▶ Exercise description:
Read through the data, and wherever a line holds the word "gray", write that line out.

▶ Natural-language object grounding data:
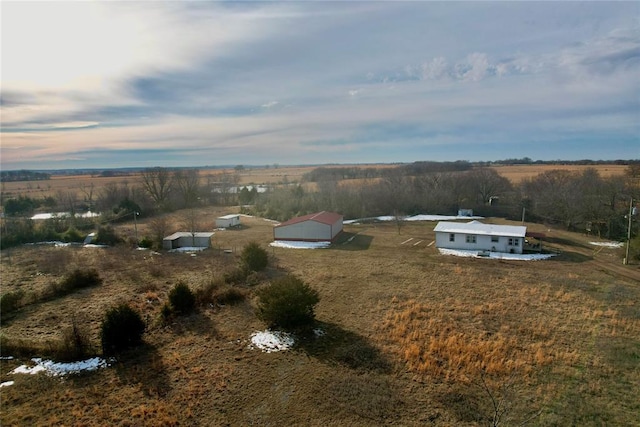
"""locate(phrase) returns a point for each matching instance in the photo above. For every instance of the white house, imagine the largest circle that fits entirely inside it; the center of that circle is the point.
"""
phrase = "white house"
(475, 235)
(227, 221)
(183, 239)
(317, 227)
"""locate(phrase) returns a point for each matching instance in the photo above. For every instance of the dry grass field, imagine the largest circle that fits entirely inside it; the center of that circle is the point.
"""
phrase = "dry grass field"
(516, 173)
(270, 175)
(411, 337)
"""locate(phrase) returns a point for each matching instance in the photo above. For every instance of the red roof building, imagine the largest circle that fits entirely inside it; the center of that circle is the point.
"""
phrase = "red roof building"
(317, 227)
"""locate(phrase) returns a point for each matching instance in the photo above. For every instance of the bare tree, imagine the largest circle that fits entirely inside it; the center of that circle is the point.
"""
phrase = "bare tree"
(88, 191)
(159, 227)
(192, 222)
(158, 183)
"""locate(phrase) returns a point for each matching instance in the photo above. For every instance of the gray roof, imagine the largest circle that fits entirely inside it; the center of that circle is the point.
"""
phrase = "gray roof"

▶ Solution:
"""locate(phrase) returns a point for each matching instance in the photo above. For every instance of the gray roof, imagine the largest circle that fits entirely inside it; the center of that circle is the point.
phrase = "gray roof"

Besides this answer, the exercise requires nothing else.